Look below for the line with "Query: black metal fence". Extract that line and each one after it through the last, word for word.

+===+

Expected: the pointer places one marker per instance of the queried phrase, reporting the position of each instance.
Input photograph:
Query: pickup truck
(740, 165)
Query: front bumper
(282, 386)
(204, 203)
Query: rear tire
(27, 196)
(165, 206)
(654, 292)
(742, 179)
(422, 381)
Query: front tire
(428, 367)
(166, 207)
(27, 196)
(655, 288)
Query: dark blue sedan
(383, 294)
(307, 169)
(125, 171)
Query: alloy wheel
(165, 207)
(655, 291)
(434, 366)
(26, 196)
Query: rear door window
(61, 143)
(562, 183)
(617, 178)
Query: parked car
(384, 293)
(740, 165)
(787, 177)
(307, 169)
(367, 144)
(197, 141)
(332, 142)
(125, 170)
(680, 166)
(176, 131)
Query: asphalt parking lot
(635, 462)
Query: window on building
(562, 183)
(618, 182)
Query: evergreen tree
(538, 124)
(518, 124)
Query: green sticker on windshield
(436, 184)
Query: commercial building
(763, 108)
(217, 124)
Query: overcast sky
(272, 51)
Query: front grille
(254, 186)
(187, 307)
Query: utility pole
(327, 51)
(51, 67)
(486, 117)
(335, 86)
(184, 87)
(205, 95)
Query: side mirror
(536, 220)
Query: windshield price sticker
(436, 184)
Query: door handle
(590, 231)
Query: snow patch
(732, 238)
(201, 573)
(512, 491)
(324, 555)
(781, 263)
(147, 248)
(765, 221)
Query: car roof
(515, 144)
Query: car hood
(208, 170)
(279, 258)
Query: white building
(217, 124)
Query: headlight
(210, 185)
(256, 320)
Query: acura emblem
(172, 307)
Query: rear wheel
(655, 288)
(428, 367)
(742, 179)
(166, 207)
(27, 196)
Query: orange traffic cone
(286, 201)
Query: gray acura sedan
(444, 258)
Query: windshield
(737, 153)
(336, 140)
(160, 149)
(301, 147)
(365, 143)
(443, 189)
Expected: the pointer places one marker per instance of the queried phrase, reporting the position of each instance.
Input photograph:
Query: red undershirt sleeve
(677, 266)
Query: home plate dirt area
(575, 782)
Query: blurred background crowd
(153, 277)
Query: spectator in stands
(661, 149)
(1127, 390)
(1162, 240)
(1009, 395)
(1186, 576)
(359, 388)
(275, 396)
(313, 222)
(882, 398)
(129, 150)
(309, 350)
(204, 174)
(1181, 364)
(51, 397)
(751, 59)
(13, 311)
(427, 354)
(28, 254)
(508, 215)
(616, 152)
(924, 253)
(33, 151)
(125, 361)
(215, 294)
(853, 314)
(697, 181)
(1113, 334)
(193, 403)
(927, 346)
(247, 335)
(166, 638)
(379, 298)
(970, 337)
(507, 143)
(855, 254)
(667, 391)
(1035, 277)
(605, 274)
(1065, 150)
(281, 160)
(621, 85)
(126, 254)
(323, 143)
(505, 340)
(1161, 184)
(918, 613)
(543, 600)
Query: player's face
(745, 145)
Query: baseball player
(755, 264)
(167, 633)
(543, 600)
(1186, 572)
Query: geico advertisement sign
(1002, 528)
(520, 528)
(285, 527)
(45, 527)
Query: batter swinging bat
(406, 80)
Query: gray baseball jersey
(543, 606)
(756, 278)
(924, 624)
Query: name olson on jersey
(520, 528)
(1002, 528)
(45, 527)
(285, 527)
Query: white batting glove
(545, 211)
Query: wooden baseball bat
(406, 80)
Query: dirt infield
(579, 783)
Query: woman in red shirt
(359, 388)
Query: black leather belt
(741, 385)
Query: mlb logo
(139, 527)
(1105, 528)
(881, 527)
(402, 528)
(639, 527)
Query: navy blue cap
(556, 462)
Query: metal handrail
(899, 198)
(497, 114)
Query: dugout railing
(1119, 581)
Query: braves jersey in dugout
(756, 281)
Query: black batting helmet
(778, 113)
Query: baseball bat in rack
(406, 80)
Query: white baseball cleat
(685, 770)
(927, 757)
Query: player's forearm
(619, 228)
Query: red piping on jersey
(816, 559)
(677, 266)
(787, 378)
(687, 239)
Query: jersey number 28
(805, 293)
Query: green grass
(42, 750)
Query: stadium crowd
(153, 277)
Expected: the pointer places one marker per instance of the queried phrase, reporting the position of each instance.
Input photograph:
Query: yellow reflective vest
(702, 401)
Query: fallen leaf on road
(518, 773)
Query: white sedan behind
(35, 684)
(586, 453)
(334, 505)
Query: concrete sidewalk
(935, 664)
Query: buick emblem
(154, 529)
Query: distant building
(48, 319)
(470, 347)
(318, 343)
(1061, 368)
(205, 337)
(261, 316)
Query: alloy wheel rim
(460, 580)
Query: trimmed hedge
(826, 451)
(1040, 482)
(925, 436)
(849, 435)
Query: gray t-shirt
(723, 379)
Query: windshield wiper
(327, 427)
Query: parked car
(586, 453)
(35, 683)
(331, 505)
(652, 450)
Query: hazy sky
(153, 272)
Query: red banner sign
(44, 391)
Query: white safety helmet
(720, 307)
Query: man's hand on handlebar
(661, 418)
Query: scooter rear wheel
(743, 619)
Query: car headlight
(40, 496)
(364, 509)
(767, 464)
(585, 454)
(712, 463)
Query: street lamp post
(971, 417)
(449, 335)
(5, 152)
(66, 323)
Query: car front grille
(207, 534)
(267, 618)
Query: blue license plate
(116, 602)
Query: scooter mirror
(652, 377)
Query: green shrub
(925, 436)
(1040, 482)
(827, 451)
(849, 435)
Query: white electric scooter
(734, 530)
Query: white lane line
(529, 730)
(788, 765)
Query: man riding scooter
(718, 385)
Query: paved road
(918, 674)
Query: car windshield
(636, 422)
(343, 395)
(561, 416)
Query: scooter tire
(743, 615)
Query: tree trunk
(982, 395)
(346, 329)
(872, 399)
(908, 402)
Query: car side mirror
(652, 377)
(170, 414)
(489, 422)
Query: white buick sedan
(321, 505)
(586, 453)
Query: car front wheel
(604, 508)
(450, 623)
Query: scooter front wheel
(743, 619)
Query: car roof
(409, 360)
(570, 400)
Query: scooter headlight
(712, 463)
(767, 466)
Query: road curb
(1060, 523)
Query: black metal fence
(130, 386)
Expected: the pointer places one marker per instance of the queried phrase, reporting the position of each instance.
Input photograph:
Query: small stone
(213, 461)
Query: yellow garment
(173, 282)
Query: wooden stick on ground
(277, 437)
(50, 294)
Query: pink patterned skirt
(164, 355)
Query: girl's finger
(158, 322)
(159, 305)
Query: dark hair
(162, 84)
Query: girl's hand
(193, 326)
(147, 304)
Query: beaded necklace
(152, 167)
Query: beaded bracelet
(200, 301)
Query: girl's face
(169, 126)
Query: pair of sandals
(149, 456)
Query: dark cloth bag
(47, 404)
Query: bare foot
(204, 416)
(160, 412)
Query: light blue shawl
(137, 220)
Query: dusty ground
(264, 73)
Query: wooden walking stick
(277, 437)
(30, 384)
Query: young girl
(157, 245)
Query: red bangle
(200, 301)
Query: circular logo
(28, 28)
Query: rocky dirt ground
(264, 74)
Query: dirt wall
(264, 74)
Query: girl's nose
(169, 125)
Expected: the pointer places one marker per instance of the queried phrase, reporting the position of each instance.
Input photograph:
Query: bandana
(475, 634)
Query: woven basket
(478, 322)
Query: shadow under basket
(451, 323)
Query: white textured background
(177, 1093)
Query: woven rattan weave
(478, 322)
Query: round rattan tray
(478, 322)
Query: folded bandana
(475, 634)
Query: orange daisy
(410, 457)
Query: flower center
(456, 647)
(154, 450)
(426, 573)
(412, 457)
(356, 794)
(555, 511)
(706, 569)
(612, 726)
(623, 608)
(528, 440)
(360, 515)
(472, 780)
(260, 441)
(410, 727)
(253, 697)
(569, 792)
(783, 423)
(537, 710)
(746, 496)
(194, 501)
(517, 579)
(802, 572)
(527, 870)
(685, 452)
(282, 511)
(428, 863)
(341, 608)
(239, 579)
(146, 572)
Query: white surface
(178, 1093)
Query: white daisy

+===+

• THE REPLY:
Query: black metal fence
(130, 386)
Expected: the pointer places one marker per instance of the queried phrase, reporting the position of each instance.
Input photograph:
Query: small stone
(213, 461)
Query: yellow garment
(173, 282)
Query: wooden stick on ground
(277, 437)
(50, 294)
Query: pink patterned skirt
(164, 355)
Query: girl's finger
(158, 322)
(159, 305)
Query: dark hair
(162, 84)
Query: girl's hand
(193, 326)
(147, 304)
Query: beaded necklace
(152, 167)
Query: beaded bracelet
(200, 301)
Query: girl's face
(169, 126)
Query: pair of sandals
(149, 456)
Query: dark cloth bag
(47, 404)
Query: bare foot
(204, 416)
(160, 412)
Query: light blue shawl
(137, 220)
Query: dusty ground
(264, 73)
Query: wooden walking stick
(277, 437)
(30, 384)
Query: young girl
(157, 245)
Query: red bangle
(200, 301)
Query: circular logo
(28, 28)
Query: rocky dirt ground
(264, 74)
Query: dirt wall
(264, 74)
Query: girl's nose
(169, 125)
Expected: the pointer places one marker per instance of the queried phrase, reporting the position of each instance.
Input photograph:
Query: bandana
(475, 634)
Query: woven basket
(478, 322)
Query: shadow under basket
(451, 323)
Query: white textured background
(177, 1093)
Query: woven rattan weave
(478, 322)
Query: round rattan tray
(478, 322)
Query: folded bandana
(475, 634)
Query: orange daisy
(410, 457)
Query: flower center
(456, 647)
(154, 450)
(426, 573)
(412, 457)
(356, 794)
(555, 511)
(706, 569)
(612, 726)
(623, 608)
(528, 440)
(360, 515)
(472, 780)
(260, 441)
(410, 727)
(253, 697)
(569, 792)
(783, 423)
(537, 710)
(746, 496)
(194, 501)
(517, 579)
(802, 572)
(527, 870)
(685, 452)
(282, 511)
(428, 863)
(341, 608)
(239, 579)
(146, 572)
Query: white surface
(178, 1093)
Query: white daisy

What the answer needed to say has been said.